| Your instructions |
Once the line containing "Target: plastic water bottle" is found in the entries below, reproduce it and every line after it, stopping at and including the line containing "Target: woman's right hand"; reproduce nothing else, and keep each line exact.

Image-grounded pointing data
- - - - -

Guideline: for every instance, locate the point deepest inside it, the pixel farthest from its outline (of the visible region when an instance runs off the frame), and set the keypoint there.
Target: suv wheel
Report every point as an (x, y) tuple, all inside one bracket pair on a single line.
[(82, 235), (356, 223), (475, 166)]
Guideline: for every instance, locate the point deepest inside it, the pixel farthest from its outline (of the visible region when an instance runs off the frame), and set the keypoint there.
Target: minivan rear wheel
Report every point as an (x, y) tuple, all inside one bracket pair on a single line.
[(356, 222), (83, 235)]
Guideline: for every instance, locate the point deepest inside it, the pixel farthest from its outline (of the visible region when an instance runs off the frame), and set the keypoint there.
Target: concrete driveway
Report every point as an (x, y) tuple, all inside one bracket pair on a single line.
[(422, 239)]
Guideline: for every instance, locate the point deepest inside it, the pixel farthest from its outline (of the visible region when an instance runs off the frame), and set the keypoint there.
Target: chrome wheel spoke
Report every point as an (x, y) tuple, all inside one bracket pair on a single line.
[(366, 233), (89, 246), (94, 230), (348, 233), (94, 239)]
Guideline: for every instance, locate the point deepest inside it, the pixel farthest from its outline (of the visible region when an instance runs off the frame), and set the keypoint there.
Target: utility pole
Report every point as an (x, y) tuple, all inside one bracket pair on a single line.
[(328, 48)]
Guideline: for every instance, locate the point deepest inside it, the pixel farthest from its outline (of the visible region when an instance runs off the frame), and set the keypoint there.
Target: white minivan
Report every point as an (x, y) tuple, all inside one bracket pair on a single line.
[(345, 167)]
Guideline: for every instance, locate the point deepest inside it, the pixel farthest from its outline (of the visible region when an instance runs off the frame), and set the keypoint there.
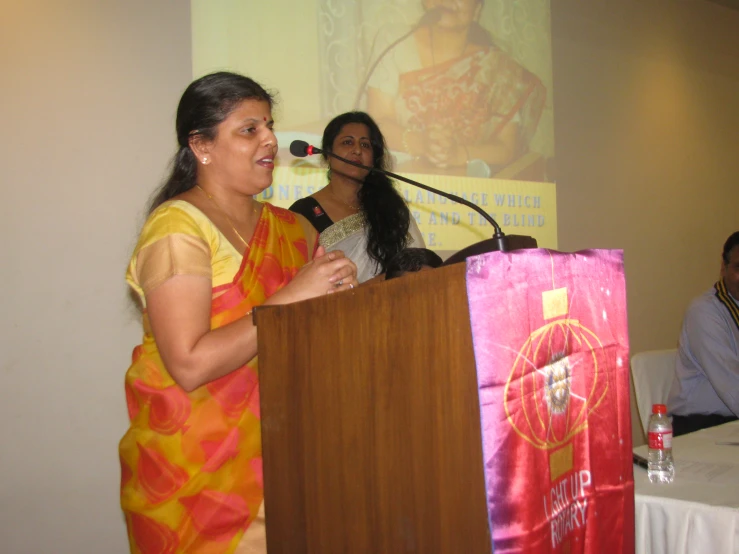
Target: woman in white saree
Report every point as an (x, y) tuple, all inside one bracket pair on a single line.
[(359, 212)]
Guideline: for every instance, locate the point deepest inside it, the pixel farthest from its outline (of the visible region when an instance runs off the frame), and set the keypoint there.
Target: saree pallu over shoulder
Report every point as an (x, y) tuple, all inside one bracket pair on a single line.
[(473, 96), (191, 463)]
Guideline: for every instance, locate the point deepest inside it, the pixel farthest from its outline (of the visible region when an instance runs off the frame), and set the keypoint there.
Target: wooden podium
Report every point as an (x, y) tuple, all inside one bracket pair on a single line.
[(371, 421)]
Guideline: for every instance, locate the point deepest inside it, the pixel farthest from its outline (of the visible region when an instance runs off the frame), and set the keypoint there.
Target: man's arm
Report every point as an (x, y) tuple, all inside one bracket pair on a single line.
[(711, 341)]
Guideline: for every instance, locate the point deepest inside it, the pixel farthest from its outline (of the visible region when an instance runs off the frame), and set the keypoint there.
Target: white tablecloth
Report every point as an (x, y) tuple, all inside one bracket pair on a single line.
[(699, 512)]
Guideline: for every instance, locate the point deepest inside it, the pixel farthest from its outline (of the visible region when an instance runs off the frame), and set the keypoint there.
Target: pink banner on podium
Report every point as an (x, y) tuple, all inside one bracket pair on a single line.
[(552, 353)]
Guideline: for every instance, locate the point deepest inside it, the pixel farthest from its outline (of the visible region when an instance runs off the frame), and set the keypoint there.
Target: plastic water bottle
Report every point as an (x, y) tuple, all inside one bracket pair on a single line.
[(661, 468)]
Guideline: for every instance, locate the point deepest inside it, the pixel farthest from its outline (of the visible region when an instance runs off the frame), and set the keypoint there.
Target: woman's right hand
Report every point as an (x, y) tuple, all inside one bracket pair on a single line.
[(325, 274)]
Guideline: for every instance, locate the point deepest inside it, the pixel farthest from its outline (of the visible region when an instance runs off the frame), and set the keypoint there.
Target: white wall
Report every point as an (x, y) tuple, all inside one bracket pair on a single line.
[(647, 130), (87, 102), (647, 123)]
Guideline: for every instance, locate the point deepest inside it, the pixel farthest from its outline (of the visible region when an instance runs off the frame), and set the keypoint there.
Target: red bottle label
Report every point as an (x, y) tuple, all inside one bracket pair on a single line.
[(660, 440)]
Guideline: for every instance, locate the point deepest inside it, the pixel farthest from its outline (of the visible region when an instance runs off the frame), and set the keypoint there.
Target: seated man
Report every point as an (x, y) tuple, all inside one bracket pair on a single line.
[(705, 391), (411, 260)]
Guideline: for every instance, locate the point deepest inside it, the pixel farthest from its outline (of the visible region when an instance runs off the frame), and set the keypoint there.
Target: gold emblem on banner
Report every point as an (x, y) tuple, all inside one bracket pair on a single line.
[(540, 383)]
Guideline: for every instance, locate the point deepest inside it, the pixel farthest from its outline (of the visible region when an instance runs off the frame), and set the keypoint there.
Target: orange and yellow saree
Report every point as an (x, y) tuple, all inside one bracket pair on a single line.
[(191, 463)]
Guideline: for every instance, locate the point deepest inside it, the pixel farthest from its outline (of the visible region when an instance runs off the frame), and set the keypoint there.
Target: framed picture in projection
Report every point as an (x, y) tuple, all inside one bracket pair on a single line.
[(461, 89)]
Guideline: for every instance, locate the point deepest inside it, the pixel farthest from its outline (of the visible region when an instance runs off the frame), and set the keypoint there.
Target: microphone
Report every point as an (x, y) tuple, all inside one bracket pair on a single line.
[(301, 149), (427, 19)]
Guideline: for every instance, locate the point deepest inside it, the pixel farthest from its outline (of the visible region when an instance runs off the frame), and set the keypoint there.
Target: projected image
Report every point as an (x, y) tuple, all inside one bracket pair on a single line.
[(461, 89), (447, 97)]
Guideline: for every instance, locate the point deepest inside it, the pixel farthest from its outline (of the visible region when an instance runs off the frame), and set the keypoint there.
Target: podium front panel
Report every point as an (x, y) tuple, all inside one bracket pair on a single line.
[(371, 421)]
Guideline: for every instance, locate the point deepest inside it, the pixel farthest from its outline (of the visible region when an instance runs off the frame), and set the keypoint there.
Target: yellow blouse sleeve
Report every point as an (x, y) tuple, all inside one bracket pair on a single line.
[(172, 242)]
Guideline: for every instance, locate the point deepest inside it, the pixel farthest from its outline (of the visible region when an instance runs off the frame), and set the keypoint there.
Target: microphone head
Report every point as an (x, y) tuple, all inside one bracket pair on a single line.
[(299, 148)]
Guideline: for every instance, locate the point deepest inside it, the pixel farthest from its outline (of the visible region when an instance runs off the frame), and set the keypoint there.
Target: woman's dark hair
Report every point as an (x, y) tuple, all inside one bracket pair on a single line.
[(385, 212), (731, 243), (206, 102)]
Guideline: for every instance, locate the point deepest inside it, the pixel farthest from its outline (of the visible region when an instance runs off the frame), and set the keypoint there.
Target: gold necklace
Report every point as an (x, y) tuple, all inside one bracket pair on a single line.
[(226, 215), (331, 192)]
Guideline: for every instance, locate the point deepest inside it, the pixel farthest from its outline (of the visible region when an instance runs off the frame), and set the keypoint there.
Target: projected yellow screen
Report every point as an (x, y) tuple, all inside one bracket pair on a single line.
[(488, 93)]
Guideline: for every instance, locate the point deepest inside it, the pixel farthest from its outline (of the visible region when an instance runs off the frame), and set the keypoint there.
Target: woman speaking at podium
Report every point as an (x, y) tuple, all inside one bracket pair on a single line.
[(358, 212), (191, 461)]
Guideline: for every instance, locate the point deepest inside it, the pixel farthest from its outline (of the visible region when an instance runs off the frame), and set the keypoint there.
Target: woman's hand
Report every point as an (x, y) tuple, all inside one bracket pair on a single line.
[(325, 274)]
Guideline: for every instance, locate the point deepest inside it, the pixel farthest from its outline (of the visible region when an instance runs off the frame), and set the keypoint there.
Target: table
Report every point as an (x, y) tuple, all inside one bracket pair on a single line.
[(699, 512)]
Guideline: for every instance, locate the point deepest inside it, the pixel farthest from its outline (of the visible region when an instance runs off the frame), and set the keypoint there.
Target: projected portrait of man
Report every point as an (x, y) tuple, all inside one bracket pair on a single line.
[(447, 94)]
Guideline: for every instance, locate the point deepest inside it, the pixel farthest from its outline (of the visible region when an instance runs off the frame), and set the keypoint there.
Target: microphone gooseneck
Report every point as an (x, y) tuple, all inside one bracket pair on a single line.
[(301, 149)]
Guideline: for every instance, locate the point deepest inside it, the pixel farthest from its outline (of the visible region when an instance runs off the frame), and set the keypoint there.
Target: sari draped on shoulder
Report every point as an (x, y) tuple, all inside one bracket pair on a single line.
[(473, 96), (350, 236), (191, 463)]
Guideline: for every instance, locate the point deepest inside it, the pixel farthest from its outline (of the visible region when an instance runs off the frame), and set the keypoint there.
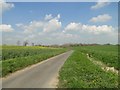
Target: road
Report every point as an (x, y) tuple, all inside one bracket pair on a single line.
[(41, 75)]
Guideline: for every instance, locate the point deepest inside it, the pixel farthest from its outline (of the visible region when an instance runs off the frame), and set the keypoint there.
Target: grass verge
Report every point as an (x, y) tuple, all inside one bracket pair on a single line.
[(79, 72)]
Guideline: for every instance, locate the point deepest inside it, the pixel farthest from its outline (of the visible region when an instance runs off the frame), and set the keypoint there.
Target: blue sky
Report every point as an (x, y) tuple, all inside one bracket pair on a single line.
[(73, 22)]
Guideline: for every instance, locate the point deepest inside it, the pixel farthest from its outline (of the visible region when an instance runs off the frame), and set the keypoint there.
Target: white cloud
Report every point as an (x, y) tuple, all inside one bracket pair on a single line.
[(6, 28), (93, 29), (52, 25), (100, 5), (44, 26), (48, 17), (5, 6), (101, 18)]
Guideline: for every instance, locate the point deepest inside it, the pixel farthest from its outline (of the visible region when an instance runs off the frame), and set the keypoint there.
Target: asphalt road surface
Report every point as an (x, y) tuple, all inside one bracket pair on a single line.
[(41, 75)]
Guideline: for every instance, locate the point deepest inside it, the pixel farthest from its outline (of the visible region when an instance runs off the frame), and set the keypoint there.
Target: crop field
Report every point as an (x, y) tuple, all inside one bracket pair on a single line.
[(79, 72), (17, 57), (108, 54)]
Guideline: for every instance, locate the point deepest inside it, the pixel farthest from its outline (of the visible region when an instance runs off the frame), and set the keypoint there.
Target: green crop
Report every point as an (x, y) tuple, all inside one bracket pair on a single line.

- - - - -

| Answer space |
Target: plastic water bottle
Report every point as an (x, y) tuple, all inside one bracket pair on a single line.
[(661, 468)]
Guideline: for every instance, locate the point deepest inside it, the pixel farthest from its outline (of the visible region when an instance runs off the frame), and set the keypoint there.
Target: woman's right hand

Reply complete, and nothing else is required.